[Collected data]

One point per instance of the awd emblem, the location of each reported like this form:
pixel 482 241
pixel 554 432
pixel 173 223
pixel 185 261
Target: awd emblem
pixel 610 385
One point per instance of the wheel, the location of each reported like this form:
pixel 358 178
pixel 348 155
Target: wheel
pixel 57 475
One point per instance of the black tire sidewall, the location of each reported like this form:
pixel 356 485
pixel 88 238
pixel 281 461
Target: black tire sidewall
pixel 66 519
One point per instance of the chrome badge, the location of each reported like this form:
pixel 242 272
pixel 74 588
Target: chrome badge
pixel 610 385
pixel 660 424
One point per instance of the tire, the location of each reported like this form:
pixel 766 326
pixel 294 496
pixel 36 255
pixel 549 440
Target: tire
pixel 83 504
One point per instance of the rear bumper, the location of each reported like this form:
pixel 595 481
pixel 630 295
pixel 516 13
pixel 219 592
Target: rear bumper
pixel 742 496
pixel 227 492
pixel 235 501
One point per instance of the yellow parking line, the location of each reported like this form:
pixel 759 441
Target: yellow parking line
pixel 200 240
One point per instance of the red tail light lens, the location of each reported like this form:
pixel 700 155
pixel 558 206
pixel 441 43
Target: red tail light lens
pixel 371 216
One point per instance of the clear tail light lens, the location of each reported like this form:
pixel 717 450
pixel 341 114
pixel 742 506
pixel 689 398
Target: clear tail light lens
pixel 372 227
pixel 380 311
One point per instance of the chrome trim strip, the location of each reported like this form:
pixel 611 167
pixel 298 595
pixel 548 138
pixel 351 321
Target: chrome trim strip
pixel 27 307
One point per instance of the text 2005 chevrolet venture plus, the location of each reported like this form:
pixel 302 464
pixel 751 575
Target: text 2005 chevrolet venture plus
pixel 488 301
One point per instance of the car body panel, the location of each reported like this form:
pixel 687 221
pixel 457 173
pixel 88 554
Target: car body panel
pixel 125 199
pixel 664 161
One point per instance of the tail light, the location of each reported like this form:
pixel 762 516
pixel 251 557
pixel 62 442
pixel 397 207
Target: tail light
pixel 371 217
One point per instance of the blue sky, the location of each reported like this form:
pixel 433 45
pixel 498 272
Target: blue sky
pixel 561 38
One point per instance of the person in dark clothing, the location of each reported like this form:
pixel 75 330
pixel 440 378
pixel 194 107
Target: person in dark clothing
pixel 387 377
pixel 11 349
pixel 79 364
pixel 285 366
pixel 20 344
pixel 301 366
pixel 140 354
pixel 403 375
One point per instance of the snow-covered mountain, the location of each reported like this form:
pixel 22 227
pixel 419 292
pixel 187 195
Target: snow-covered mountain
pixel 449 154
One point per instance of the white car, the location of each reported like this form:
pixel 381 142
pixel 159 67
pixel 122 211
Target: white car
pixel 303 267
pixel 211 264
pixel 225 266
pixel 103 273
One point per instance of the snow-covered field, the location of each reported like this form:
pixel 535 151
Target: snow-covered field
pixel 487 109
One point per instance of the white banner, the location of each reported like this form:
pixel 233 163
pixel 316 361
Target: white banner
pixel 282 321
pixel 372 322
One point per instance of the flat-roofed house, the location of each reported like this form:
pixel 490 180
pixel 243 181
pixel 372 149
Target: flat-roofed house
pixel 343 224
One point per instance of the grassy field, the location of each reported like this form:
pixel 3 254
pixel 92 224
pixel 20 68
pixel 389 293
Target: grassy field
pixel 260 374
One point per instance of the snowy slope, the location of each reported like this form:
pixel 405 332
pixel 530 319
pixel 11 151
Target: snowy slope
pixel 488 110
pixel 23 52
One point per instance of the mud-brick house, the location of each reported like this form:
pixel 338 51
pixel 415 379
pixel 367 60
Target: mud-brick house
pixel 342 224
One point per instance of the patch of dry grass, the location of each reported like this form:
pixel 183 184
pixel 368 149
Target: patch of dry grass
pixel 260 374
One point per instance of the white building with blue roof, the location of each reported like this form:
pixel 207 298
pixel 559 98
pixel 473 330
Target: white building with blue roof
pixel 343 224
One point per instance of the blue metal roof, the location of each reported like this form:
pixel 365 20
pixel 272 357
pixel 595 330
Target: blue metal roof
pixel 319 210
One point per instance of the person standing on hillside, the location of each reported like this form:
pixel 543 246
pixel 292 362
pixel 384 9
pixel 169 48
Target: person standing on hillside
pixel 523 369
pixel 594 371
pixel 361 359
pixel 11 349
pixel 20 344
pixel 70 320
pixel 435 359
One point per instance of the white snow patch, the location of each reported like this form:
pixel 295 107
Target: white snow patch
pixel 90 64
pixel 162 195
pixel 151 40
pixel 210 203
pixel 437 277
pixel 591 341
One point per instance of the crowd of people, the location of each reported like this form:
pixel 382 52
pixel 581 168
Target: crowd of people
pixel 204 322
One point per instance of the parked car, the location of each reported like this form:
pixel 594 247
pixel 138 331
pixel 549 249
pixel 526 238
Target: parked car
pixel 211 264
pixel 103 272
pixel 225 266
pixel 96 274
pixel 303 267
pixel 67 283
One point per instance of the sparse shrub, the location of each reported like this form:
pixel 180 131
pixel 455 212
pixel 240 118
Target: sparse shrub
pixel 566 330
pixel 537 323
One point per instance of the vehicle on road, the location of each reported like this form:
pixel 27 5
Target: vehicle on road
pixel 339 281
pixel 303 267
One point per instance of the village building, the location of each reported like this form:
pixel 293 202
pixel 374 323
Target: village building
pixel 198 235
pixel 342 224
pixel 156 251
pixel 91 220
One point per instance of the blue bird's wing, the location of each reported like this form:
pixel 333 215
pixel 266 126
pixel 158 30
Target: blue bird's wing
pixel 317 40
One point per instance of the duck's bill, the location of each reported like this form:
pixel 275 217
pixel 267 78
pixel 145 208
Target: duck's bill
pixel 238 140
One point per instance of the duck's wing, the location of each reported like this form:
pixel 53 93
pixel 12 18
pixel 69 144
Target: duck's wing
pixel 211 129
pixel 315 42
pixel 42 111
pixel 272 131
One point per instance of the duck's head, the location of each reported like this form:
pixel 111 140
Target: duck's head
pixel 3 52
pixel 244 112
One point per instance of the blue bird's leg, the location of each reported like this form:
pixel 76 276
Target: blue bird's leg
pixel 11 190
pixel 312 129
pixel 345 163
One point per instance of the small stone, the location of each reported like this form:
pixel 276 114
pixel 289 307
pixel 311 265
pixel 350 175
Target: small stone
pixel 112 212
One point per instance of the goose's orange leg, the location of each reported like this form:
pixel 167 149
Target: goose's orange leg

▶ _What to work on_
Can you copy out all of the material above, line for line, with no changes?

▶ _Task response_
One point per instance of the awd emblem, the location of each reported like this form:
pixel 482 241
pixel 554 432
pixel 173 223
pixel 185 261
Target: awd emblem
pixel 610 385
One point per instance of the wheel, the location of each reported like this form:
pixel 358 178
pixel 348 155
Target: wheel
pixel 57 475
One point per instance of the black tire sidewall, the location of each reported like this form:
pixel 356 485
pixel 88 238
pixel 281 461
Target: black tire sidewall
pixel 66 519
One point per instance of the chrome badge, the location of each reported like this form:
pixel 242 272
pixel 74 588
Target: chrome badge
pixel 610 385
pixel 660 424
One point per instance of the tire, the location of each reported like this form:
pixel 766 326
pixel 294 496
pixel 36 255
pixel 549 440
Target: tire
pixel 83 504
One point per instance of the rear bumper, the location of each reported like this form:
pixel 595 481
pixel 630 295
pixel 516 13
pixel 219 592
Target: rear bumper
pixel 742 496
pixel 227 492
pixel 235 501
One point per instance of the yellow parking line, the location of each reported like this form:
pixel 759 441
Target: yellow parking line
pixel 200 240
One point per instance of the red tail light lens, the location of each reported like this form:
pixel 700 155
pixel 558 206
pixel 441 43
Target: red tail light lens
pixel 371 216
One point per instance of the clear tail light lens, the location of each reported like this form:
pixel 717 450
pixel 341 114
pixel 742 506
pixel 689 398
Target: clear tail light lens
pixel 372 227
pixel 380 311
One point per instance of the chrome trim strip, the location of each reported like this form:
pixel 611 167
pixel 298 595
pixel 548 138
pixel 351 321
Target: chrome trim strip
pixel 27 307
One point per instance of the text 2005 chevrolet venture plus, the location of each reported like this form:
pixel 302 464
pixel 751 575
Target: text 2005 chevrolet venture plus
pixel 488 301
One point per instance of the car body panel, the location of each reported like this form:
pixel 687 221
pixel 457 173
pixel 88 554
Target: car body panel
pixel 125 199
pixel 664 161
One point per instance of the tail light, the location of each reported like this form:
pixel 762 516
pixel 251 557
pixel 62 442
pixel 397 207
Target: tail light
pixel 371 217
One point per instance of the blue sky, the location of each reported like this form:
pixel 433 45
pixel 498 272
Target: blue sky
pixel 561 38
One point per instance of the person in dark clothing, the location of each reported like this form:
pixel 75 330
pixel 440 378
pixel 194 107
Target: person in dark clothing
pixel 387 377
pixel 11 349
pixel 79 364
pixel 285 366
pixel 20 344
pixel 301 366
pixel 140 354
pixel 403 375
One point per instance of the snow-covered mountain, the location of each reported like this form:
pixel 22 227
pixel 419 292
pixel 187 195
Target: snow-covered mountain
pixel 449 154
One point per instance of the white car, the location of each reported like this form:
pixel 381 142
pixel 159 67
pixel 122 211
Target: white car
pixel 303 267
pixel 211 264
pixel 225 266
pixel 103 273
One point per instance of the snow-covered field, the location of each reported like this form:
pixel 535 151
Target: snow-covered field
pixel 487 109
One point per instance of the white banner, the location of each reported like this form:
pixel 233 163
pixel 316 361
Target: white banner
pixel 282 321
pixel 372 322
One point per instance of the flat-roofed house, the location of each reported like this form:
pixel 490 180
pixel 243 181
pixel 372 149
Target: flat-roofed house
pixel 343 224
One point per instance of the grassy field, the location of each reported like this form:
pixel 3 254
pixel 92 224
pixel 20 68
pixel 389 293
Target: grassy field
pixel 260 374
One point per instance of the snowy slope, the location of each reported like this form:
pixel 405 332
pixel 530 319
pixel 11 151
Target: snowy slope
pixel 488 110
pixel 23 52
One point per instance of the mud-brick house, the location of each reported like this form:
pixel 338 51
pixel 415 379
pixel 367 60
Target: mud-brick house
pixel 342 224
One point per instance of the patch of dry grass, the location of each reported like this form:
pixel 183 184
pixel 368 149
Target: patch of dry grass
pixel 260 374
One point per instance of the white building with blue roof, the location of each reported like this form:
pixel 207 298
pixel 559 98
pixel 473 330
Target: white building with blue roof
pixel 343 224
One point per instance of the blue metal roof, the location of each reported like this form:
pixel 365 20
pixel 272 357
pixel 595 330
Target: blue metal roof
pixel 319 210
One point per instance of the person standing on hillside, the location of each reported like this form:
pixel 543 246
pixel 292 362
pixel 384 9
pixel 169 48
Target: person standing on hillside
pixel 523 369
pixel 594 371
pixel 361 359
pixel 11 349
pixel 20 344
pixel 70 320
pixel 435 359
One point per instance of the white snow patch, the location of each reported like this form:
pixel 295 107
Target: white snow patch
pixel 90 64
pixel 162 195
pixel 151 40
pixel 210 203
pixel 437 277
pixel 591 341
One point per instance of the crowd of people, the location of each reported like this form:
pixel 382 52
pixel 581 168
Target: crowd of people
pixel 204 322
One point per instance of the parked car, the location of each reported like this form:
pixel 594 247
pixel 138 331
pixel 549 249
pixel 526 238
Target: parked car
pixel 211 264
pixel 103 272
pixel 225 266
pixel 96 274
pixel 303 267
pixel 67 283
One point per instance of the sparse shrub, the location of each reported like this form:
pixel 180 131
pixel 455 212
pixel 240 118
Target: sparse shrub
pixel 566 330
pixel 537 323
One point per instance of the vehicle on road, the location of each reported like this form:
pixel 27 5
Target: vehicle on road
pixel 339 281
pixel 303 267
One point per instance of the village building, the location of each reported like this form:
pixel 293 202
pixel 374 323
Target: village building
pixel 198 235
pixel 342 224
pixel 156 251
pixel 91 220
One point per instance of the blue bird's wing, the location of each reported like this form:
pixel 333 215
pixel 266 126
pixel 158 30
Target: blue bird's wing
pixel 317 40
One point per instance of the duck's bill, the location of each reported like this form:
pixel 275 217
pixel 267 78
pixel 145 208
Target: duck's bill
pixel 238 140
One point per instance of the duck's wing, the location of each reported like this form:
pixel 53 93
pixel 12 18
pixel 69 144
Target: duck's wing
pixel 211 129
pixel 315 42
pixel 42 111
pixel 272 131
One point per instance of the duck's head, the location of each reported like this form:
pixel 111 140
Target: duck's head
pixel 3 52
pixel 244 112
One point per instance of the blue bird's leg, the location of each reported like this form:
pixel 76 276
Target: blue bird's leg
pixel 11 190
pixel 312 129
pixel 345 163
One point per instance of the small stone, the location of each reported like this form:
pixel 276 114
pixel 289 307
pixel 311 265
pixel 350 175
Target: small stone
pixel 112 212
One point per instance of the goose's orange leg, the location of each reported like this form:
pixel 167 149
Target: goose's orange leg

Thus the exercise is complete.